Exercise aim
Rewrite the part of the listing that starts with the line containing "Tag the bus with" and runs to the end of the listing as a numbered list, leaving out any blank lines.

Pointing dataset listing
<<<<
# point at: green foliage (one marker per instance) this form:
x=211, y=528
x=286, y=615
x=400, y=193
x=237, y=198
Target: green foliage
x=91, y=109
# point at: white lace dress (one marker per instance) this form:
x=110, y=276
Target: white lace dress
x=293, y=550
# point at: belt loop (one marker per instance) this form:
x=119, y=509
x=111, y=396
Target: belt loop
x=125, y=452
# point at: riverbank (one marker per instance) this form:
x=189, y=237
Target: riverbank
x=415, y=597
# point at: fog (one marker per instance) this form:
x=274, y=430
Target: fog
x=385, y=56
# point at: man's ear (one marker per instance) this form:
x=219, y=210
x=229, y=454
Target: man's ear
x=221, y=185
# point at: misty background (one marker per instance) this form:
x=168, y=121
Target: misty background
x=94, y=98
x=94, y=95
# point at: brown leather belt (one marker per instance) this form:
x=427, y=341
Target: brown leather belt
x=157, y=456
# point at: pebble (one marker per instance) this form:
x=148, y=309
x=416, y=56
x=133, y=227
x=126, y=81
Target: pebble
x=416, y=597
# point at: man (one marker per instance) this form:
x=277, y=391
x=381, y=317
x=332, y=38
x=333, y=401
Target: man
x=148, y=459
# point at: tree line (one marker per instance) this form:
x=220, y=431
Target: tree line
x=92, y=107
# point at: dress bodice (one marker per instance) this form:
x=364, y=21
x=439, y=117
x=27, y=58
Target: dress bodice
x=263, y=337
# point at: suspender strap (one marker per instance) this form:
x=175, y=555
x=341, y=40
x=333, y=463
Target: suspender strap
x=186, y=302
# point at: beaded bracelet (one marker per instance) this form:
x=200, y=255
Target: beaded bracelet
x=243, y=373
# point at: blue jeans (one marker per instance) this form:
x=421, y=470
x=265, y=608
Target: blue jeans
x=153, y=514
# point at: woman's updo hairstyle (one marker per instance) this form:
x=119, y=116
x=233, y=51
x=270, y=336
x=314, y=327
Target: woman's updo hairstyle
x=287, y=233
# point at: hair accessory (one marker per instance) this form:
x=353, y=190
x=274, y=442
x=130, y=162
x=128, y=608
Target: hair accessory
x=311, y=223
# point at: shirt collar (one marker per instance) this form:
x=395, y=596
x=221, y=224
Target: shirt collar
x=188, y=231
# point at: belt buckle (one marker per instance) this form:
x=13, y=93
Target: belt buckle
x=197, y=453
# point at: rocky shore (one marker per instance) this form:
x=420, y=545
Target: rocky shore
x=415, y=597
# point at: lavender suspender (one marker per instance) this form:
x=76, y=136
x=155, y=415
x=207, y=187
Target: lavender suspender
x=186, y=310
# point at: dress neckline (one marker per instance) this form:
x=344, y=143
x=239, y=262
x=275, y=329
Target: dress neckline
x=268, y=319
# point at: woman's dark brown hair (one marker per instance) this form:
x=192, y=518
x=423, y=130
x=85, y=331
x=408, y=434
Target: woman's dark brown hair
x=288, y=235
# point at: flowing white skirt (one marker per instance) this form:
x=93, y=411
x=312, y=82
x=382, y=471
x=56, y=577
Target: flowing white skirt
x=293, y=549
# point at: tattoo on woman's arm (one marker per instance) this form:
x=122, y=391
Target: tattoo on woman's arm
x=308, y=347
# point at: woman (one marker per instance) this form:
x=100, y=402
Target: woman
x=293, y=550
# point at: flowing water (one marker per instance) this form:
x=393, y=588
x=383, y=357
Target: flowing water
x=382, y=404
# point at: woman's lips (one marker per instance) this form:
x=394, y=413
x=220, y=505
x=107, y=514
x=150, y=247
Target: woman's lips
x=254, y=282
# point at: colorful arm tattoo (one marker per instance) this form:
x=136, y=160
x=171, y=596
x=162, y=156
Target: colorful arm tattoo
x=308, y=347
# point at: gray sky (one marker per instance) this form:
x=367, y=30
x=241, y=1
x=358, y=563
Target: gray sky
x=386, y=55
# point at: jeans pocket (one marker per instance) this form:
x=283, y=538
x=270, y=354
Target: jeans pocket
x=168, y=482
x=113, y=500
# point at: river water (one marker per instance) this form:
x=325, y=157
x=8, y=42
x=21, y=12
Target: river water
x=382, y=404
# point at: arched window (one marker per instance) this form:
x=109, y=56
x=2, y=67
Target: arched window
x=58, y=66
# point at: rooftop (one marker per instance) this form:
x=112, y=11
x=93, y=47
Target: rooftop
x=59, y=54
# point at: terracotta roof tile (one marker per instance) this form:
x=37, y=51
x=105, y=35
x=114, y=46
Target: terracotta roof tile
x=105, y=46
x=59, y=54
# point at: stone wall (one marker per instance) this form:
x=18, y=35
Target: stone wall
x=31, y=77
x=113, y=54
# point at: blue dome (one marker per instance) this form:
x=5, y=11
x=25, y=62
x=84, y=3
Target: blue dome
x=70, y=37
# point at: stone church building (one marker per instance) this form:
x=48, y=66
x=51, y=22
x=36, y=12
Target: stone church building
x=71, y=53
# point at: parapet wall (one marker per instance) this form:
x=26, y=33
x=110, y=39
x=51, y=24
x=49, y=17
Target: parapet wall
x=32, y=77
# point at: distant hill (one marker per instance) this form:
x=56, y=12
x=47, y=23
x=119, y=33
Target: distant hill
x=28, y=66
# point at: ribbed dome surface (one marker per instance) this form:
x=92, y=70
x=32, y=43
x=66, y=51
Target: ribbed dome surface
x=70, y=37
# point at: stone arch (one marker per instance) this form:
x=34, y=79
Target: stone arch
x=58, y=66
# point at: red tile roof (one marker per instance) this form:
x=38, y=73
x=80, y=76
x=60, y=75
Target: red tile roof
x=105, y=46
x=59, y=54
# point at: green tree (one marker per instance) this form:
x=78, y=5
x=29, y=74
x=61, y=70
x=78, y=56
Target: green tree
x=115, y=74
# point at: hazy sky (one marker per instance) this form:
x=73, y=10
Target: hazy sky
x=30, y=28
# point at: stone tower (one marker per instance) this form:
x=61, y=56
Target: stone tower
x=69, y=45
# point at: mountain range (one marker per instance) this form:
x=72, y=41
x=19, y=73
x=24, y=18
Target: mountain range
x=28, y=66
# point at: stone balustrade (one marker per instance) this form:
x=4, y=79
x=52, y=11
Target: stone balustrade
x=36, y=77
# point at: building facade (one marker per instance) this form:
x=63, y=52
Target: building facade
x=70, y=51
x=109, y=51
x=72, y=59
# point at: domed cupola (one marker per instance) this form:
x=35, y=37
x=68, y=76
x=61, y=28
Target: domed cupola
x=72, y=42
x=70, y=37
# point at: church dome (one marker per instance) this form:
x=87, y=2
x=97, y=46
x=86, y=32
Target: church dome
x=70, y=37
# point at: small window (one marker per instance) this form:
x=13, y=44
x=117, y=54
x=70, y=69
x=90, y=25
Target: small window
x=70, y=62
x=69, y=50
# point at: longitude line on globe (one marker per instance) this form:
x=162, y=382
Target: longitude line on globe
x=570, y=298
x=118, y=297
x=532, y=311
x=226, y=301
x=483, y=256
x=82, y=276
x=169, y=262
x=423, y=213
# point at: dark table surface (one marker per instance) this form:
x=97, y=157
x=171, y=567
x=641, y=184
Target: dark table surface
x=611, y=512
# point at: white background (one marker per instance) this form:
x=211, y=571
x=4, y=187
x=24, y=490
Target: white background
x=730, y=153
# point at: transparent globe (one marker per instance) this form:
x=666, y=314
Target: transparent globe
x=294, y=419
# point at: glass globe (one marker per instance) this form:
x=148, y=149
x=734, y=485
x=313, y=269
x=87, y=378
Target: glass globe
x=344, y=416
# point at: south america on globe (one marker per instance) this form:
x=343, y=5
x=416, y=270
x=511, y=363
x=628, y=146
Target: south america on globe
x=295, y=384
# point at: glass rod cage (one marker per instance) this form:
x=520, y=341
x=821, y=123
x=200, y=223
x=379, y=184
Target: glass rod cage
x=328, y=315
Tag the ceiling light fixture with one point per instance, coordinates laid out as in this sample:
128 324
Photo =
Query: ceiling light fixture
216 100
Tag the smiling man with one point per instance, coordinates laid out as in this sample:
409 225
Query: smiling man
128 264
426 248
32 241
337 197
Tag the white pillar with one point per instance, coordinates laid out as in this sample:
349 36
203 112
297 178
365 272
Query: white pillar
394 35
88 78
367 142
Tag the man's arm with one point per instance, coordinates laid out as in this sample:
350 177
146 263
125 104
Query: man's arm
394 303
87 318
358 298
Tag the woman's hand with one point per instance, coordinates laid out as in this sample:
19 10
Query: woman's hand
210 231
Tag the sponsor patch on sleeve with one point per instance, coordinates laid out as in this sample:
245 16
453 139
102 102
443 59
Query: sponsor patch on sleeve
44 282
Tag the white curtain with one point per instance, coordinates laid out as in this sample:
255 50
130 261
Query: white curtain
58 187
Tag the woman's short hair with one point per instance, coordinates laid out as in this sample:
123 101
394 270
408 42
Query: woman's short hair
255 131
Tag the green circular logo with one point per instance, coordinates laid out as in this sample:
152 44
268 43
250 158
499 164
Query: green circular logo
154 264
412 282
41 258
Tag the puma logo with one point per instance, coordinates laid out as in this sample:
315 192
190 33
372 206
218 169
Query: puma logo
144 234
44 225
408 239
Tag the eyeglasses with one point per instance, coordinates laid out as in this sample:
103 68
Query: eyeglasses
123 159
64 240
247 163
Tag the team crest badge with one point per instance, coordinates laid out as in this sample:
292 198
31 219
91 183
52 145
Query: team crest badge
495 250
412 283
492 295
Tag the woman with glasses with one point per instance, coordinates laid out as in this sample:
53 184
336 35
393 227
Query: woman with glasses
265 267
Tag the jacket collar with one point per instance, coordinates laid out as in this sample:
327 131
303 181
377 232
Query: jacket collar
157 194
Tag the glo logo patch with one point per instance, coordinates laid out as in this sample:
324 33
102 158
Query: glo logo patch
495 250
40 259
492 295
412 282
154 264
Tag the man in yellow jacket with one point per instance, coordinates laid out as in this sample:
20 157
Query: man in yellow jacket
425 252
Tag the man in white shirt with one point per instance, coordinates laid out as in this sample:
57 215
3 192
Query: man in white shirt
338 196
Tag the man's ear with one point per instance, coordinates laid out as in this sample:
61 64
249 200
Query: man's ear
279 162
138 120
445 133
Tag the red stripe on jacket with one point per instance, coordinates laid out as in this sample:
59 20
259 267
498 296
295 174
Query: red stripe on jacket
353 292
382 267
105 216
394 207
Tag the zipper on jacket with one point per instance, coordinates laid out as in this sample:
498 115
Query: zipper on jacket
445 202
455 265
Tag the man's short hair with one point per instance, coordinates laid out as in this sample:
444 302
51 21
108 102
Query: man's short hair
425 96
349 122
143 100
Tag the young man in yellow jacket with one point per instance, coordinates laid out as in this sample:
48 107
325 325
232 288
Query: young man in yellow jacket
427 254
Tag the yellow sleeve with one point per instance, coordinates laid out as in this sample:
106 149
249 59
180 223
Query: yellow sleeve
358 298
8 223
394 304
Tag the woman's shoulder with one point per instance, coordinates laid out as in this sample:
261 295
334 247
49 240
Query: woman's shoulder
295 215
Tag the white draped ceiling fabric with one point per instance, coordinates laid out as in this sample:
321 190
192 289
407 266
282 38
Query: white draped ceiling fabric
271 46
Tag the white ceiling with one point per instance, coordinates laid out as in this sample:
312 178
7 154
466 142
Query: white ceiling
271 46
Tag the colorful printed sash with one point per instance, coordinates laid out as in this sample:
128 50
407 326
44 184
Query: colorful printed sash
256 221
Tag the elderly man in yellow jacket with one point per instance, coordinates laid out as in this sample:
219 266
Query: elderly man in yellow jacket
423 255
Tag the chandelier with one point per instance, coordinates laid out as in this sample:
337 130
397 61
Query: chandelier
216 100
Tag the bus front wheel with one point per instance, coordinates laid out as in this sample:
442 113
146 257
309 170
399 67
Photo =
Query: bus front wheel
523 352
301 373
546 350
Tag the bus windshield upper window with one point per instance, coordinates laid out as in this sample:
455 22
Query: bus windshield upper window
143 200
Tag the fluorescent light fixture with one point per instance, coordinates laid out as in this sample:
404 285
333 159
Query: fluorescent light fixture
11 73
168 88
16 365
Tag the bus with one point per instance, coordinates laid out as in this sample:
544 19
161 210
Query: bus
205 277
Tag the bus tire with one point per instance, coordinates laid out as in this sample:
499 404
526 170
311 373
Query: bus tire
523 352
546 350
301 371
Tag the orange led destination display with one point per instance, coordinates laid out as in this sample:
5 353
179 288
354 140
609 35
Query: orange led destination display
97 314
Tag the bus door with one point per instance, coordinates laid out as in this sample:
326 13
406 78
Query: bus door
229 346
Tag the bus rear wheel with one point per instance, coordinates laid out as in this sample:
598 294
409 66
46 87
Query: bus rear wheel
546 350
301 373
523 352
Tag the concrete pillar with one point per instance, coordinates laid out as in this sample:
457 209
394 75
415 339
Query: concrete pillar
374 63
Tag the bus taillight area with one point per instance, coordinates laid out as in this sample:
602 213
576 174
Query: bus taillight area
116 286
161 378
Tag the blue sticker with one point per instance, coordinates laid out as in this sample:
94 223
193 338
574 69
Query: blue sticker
>>>>
Solution to this problem
1. Tag the bus with one point per instance, coordinates laid out as in this sample:
2. 544 19
3. 161 210
4. Query: bus
5. 205 277
6. Tag the bus tire with one point per instance, coordinates laid out as in this sample:
7. 499 404
8. 526 170
9. 311 373
10. Query: bus tire
11. 523 352
12. 546 350
13. 301 371
14. Tag the orange led destination display with one point per instance, coordinates laid out as in this sample:
15. 5 353
16. 179 288
17. 354 140
18. 609 35
19. Query: orange led destination display
20. 97 314
21. Tag the bus door with one point per instance, coordinates laid out as in this sample:
22. 326 13
23. 406 78
24. Query: bus door
25. 229 346
26. Tag the bus rear wheel with one point per instance, coordinates laid out as in this sample:
27. 598 294
28. 409 66
29. 46 87
30. Query: bus rear wheel
31. 546 350
32. 301 373
33. 523 352
34. Tag the concrete pillar with one point per instance, coordinates laid out as in this sample:
35. 457 209
36. 394 75
37. 415 339
38. Query: concrete pillar
39. 374 63
40. Tag the bus taillight area with one point per instance, coordinates laid out as in this sample:
41. 602 213
42. 576 174
43. Query: bus taillight area
44. 116 286
45. 161 378
46. Tag the blue sticker with one point per instance, coordinates laid out as in this sample:
47. 94 223
48. 193 338
49. 574 69
50. Query: blue sticker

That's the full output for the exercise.